Text segment:

UNITED STATES

SECURITIES AND EXCHANGE COMMISSION

Washington, D.C. 20549

 

FORM 8-K

 

CURRENT REPORT
Pursuant to Section 13 or 15(d) of The Securities Exchange Act of 1934

 

Date of Report (Date of earliest event reported): March 13, 2013

 

China Energy Recovery, Inc.

(Exact name of registrant as specified in its charter)

 

 

Delaware
(State or other jurisdiction
of incorporation)
  000-53283
(Commission
File Number)
  33-0843696
(IRS Employer
Identification No.)

 

 

Building#26, No. 1388 Zhangdong Road

Zhangjiang Hi-tech Park

Shanghai, China
(Address of principal executive offices)

  201203
(Zip Code)

 

 

 

Registrant’s telephone number, including area code (86) 021 2028-1866

 

(Former name or former address, if changed since last report.)

 

Check the appropriate box below if the Form 8-K filing is intended to simultaneously satisfy the filing obligation of the registrant under any of the following provisions (see General Instructions A.2. below):

 

oWritten communications pursuant to Rule 425 under the Securities Act (17 CFR 230.425)

 

oSoliciting material pursuant to Rule 14a-12 under the Exchange Act (17 CFR 240.14a-12)

 

oPre-commencement communications pursuant to Rule 14d-2(b) under the Exchange Act (17 CFR 240.14d-2(b))

 

oPre-commencement communications pursuant to Rule 13e-4(c) under the Exchange Act (17 CFR 240.13e-4(c))

 

 
 

 

Item 1.01 — Entry into a Material Definitive Agreement

 

On March 13, 2013, China Energy Recovery (Shanghai) Co., Ltd. (CER Shanghai), a wholly-owned subsidiary of China Energy Recovery, Inc. (”CER”) entered into a three-year comprehensive loan facility with the Shanghai Pudong Development Bank, Luwan Branch. The facility is for RMB 48,000,000 (approximately $7,600,000), and the interest rate under this facility will be 5% above the People’s Bank of China’s benchmark rate, which is 6% within one year, and 6.15% from one to three years.

Stored rows:
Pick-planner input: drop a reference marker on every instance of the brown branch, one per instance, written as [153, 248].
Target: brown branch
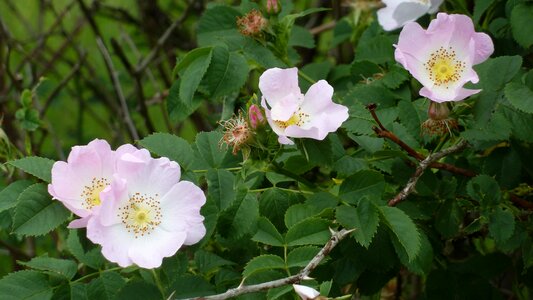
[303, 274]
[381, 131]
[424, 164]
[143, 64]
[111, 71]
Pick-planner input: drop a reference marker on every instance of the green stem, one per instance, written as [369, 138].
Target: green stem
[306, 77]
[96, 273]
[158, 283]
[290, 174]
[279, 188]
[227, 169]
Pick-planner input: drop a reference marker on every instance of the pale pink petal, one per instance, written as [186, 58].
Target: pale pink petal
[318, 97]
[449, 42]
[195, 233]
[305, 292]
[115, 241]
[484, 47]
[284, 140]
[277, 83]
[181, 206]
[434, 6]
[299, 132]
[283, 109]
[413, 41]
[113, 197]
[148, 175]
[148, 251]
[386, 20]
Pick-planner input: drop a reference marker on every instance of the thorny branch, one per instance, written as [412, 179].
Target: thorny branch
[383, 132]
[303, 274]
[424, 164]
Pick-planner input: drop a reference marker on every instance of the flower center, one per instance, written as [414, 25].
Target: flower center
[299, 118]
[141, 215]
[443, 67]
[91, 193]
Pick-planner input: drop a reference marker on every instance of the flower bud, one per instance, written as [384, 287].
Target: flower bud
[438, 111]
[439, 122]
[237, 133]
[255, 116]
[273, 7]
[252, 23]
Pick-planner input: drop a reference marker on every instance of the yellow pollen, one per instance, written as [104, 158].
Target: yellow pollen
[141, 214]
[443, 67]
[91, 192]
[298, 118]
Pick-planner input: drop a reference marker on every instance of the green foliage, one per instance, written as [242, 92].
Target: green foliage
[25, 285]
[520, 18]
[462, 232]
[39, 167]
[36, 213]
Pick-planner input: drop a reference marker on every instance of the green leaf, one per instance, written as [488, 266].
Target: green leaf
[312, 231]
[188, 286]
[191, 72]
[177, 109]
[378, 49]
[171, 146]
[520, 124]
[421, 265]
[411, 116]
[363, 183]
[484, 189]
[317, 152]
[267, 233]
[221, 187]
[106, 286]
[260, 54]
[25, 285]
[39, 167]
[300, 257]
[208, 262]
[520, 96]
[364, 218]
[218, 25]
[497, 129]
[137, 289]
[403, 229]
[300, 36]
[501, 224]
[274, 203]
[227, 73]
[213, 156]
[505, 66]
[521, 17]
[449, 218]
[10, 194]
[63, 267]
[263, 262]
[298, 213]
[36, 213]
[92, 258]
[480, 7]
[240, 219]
...
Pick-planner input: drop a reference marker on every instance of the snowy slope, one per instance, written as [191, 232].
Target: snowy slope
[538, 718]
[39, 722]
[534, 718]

Exercise instructions:
1. Find every line in the listing that contains the word "leaf" and copy each one.
2. Write the next part of the China Energy Recovery 8-K filing, starting after its last sentence.

Answer list:
1.
Pick-planner input: drop a reference marker on every instance of the green leaf, one per instance, written as [488, 266].
Target: green leaf

2.
 

CER Shanghai is entitled to draw down RMB 30 million as a three-year medium term loan by collateralizing CER’s office building in Zhangjiang, Shanghai; and draw down RMB 10 million as a one-year short term loan by being guaranteed by China National Investment and Guaranty Co., Ltd.; the remaining RMB 8 million will be drawn down as bank acceptances after making a cash deposit of no less than 50%, or letters of guarantee after making a cash deposit of no less than 30%. In addition, this loan facility is guaranteed by Mr. Qinghuan Wu, the Chief Executive Officer of CER. This loan will replace an existing comprehensive facility amounting to RMB 40 million signed with Bank of Communication, Shanghai Branch, which was collateralized by the aforementioned office building.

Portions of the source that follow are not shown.